-- Ce qu'on demande --
Écrivez la suite de l'entretien sur la transmission des entreprises familiales, en partant de sa dernière phrase.

En ces temps troublés, il n’est pas inutile de faire un point d’actualité sur la transmission d’entreprises : Quels sont les grands enjeux , comment protéger l’entreprise, quelles sont les nouveautés 2020 autour de la transmission ?
Pierre CENAC, Intervenant Comundi Compétences et Notaire Associé fondateur – C&C Notaires et Professeur affilié à l’Université Paris-Dauphine répond à nos questions.
1- Quels sont les grands enjeux de la transmission de l’entreprise familiale ?
Les 4 grands enjeux techniques (civil, financier, sociétaire et fiscal) sont désormais connus des praticiens, bien que souvent imparfaitement appréhendés. Si les problématiques fiscales et financières (Dutreil/financement du coût de transmission) sont essentialisées, très souvent la protection du dirigeant et de son conjoint (enjeu civil) et l’organisation du pouvoir au sein de l’entreprise (gouvernance) sont mis de côté. L’équipe technique en charge de la transmission se satisfait la plupart du temps d’avoir limité le coût de transmission grâce au Dutreil et au paiement différé et fractionné… C’est, certes, déjà un pas significatif dans la transmission de l’entreprise puisque le « trésor de guerre » qui sous-tend le développement de l’activité est alors préservé. On peut en outre se réjouir quand cette partie est gagnée tant le Dutreil s’est complexifié depuis 20 ans.

-- Données affichées --

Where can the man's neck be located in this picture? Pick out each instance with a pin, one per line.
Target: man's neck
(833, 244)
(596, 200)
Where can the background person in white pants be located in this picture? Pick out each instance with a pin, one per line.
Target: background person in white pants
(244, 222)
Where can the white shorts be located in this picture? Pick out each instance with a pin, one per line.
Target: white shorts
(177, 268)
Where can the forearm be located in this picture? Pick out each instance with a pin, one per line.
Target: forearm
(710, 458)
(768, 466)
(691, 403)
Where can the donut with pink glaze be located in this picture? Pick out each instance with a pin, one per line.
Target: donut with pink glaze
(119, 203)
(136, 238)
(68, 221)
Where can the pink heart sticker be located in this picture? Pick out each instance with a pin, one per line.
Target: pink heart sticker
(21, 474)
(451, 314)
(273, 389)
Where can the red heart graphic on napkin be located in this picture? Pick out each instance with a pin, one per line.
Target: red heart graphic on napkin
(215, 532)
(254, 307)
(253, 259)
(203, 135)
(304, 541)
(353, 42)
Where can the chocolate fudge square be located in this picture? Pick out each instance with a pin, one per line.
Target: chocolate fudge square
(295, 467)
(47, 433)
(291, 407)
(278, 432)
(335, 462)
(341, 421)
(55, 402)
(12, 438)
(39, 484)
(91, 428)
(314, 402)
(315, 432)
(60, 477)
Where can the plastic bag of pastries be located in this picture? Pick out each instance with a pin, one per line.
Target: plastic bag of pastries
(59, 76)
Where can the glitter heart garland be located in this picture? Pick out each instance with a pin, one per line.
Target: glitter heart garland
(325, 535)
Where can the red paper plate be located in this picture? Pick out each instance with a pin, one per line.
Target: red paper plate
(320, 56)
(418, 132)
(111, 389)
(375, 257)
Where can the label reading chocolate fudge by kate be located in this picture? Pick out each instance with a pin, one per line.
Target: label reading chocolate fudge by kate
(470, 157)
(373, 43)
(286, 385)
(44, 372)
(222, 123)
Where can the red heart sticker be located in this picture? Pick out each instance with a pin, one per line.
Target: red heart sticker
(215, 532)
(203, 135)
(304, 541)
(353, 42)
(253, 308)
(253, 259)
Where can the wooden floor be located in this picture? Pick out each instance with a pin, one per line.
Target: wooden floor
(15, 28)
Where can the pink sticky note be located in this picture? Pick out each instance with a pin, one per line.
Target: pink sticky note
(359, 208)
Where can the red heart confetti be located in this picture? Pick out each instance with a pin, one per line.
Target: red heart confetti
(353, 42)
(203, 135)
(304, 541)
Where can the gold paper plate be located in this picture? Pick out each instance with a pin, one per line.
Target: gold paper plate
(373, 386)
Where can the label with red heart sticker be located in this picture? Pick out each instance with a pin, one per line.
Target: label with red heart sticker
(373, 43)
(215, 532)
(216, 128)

-- Réponse écrite --
La marginalisation ou la méconnaissance des enjeux civils et sociétaires entraîne cependant souvent une impasse sur l’enjeu véritable de la transmission qui est plus profond et plus secret, au fond très personnel au dirigeant et à sa famille : l’organisation de la gouvernance de l’entreprise à court, moyen et long terme. Transmettre une entreprise c’est en effet lui donner les moyens de poursuivre son développement et de sécuriser sa croissance au-delà de la personne du dirigeant actuel. Ceci implique nécessairement un travail de plusieurs mois, voire de plusieurs années, difficile et exigeant pour le dirigeant et ses proches et qui s’accorde mal avec l’objectif souvent fixé de sécuriser rapidement le bénéfice du dispositif Dutreil.
Les complexités du dispositif Dutreil ou comment un avantage fiscal inventé pour préserver l’entreprise familial focalise l’attention au détriment de la passation réelle du pouvoir.
2- Comment protéger efficacement la transmission ?
Vous avez raison de souligner la nécessité de protéger la transmission. On peut même aller au-delà en insistant sur l’importance de protéger tant l’entreprise que son dirigeant. On l’a vu, le processus de transmission s’inscrit nécessairement dans un temps long puisque de nombreux sujets doivent être traités en profondeur. Il est donc impératif de s’assurer que l’activité sera préservée tout au long du processus.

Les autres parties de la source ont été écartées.